» Reading passage:
In terms of minor but nagging faults, the matte black finish on the Blade 15 Advanced easily gets covered in fingerprints. In fact, I rushed to take photos of it for the review before I actually tested it out because you wouldn’t like how it looked now. After a week of using it, it frankly looks gross. It can be cleaned, but it’s a chore. I’d recommend getting the mercury (silver) colorway to avoid this problem, but Razer doesn’t offer many configurations (including this one) in that color.
Moving on, I appreciate the Windows Hello webcam for quickly logging in with my face, but the camera quality is grainy with poor exposure. My basement studio apartment doesn’t get much natural light, but it makes me look like I live in a cave. This isn’t an anomaly in the world of gaming laptops, but in our current age of endless Zoom meetings, it’d be great if Razer made improvements here. A 1MP / 720p camera is laughable for a $3,000 laptop.
Razer’s latest Blade 15 Advanced brings a series of improvements, which is always great to see in a laptop that already has a comfortable lead over the competition in terms of design. But if you’ve been paying attention to this year’s fleet of gaming laptops, the margin of Razer’s lead is shrinking. MSI’s GS66 Stealth really impressed me earlier this year, with a similarly thin design, good battery life, and overall speedy performance (even going toe to toe with a 300Hz refresh rate display). If MSI can button up its build quality and continue offering perks like more RAM and a faster processor with its next iteration, Razer’s in trouble.
But at least for now, Razer still makes the best thin-profile gaming laptop.

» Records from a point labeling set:
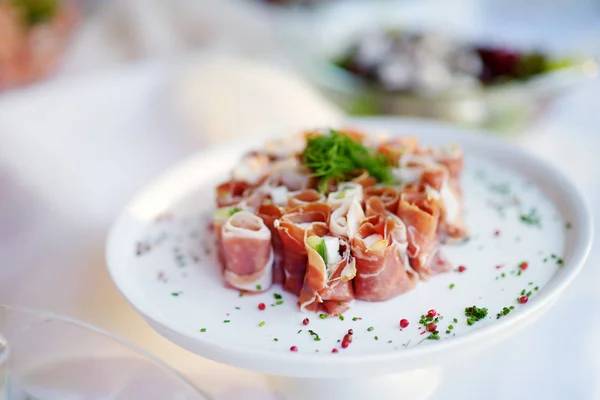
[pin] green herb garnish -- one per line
(335, 156)
(35, 11)
(475, 314)
(532, 218)
(318, 244)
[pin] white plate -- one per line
(176, 285)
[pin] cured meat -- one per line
(305, 196)
(345, 192)
(419, 209)
(382, 266)
(247, 252)
(330, 268)
(292, 227)
(388, 194)
(269, 214)
(345, 220)
(365, 221)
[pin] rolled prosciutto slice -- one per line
(270, 213)
(247, 252)
(388, 194)
(423, 167)
(419, 208)
(382, 267)
(345, 193)
(345, 220)
(305, 196)
(329, 272)
(292, 227)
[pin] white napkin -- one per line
(224, 98)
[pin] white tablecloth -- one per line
(52, 237)
(52, 247)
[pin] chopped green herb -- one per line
(334, 156)
(475, 314)
(505, 311)
(318, 243)
(532, 218)
(35, 12)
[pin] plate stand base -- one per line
(418, 384)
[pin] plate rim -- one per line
(310, 364)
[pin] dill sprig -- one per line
(335, 156)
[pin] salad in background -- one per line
(426, 62)
(429, 75)
(33, 36)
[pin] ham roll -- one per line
(292, 227)
(247, 252)
(270, 213)
(345, 219)
(305, 196)
(419, 209)
(329, 272)
(389, 195)
(382, 267)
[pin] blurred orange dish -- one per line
(33, 35)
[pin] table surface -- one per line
(53, 219)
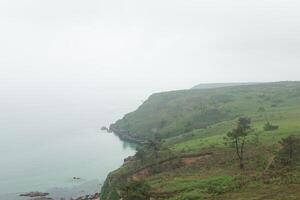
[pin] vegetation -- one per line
(183, 154)
(290, 150)
(269, 127)
(238, 136)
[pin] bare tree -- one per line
(238, 137)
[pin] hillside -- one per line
(188, 157)
(219, 85)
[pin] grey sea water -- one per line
(47, 137)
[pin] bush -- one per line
(269, 127)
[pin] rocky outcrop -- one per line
(34, 194)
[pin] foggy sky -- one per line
(124, 46)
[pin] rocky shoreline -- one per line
(45, 196)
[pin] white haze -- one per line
(56, 48)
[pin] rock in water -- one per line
(34, 194)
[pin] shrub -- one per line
(269, 127)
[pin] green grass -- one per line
(195, 121)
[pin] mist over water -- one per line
(50, 134)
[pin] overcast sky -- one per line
(147, 45)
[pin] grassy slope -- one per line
(196, 121)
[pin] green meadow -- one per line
(193, 160)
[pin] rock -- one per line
(129, 158)
(34, 194)
(104, 128)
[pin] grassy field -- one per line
(193, 161)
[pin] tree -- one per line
(154, 145)
(238, 137)
(136, 190)
(290, 149)
(140, 154)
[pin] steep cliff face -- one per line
(192, 160)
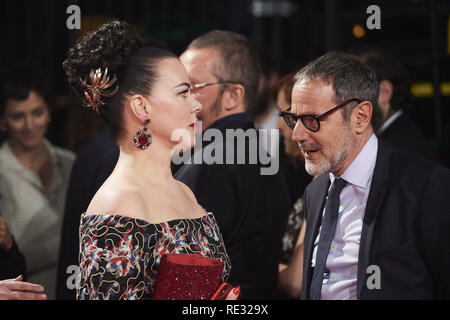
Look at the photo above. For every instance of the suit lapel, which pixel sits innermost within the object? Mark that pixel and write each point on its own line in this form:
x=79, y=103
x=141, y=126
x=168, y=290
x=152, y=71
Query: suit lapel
x=314, y=210
x=377, y=193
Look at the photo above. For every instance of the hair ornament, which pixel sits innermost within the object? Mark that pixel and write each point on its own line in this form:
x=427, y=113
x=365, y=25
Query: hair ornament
x=99, y=86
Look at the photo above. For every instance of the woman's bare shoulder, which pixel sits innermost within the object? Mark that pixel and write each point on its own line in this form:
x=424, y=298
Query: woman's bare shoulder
x=123, y=200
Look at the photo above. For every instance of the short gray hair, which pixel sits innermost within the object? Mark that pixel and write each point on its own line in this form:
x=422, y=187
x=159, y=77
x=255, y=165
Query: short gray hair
x=349, y=78
x=239, y=60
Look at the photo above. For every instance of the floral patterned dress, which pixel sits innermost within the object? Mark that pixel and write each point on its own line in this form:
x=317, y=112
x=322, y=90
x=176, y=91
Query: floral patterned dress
x=120, y=256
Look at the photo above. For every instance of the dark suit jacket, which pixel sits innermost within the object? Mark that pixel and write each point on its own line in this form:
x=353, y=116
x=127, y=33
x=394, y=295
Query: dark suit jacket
x=12, y=263
x=406, y=228
x=251, y=210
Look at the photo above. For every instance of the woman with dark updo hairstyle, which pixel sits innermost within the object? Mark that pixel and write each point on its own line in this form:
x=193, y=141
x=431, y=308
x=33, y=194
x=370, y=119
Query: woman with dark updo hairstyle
x=141, y=212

» Exercises to complete:
[1] Which colorway does the laptop review recommend to avoid fingerprints on the Blade 15 Advanced?
[2] Write out the part of the laptop review from "Razer’s latest Blade" to "thin-profile gaming laptop.".

» Solutions below:
[1] The mercury (silver) colorway.

[2]
Razer’s latest Blade 15 Advanced brings a series of improvements, which is always great to see in a laptop that already has a comfortable lead over the competition in terms of design. But if you’ve been paying attention to this year’s fleet of gaming laptops, the margin of Razer’s lead is shrinking. MSI’s GS66 Stealth really impressed me earlier this year, with a similarly thin design, good battery life, and overall speedy performance (even going toe to toe with a 300Hz refresh rate display). If MSI can button up its build quality and continue offering perks like more RAM and a faster processor with its next iteration, Razer’s in trouble.
But at least for now, Razer still makes the best thin-profile gaming laptop.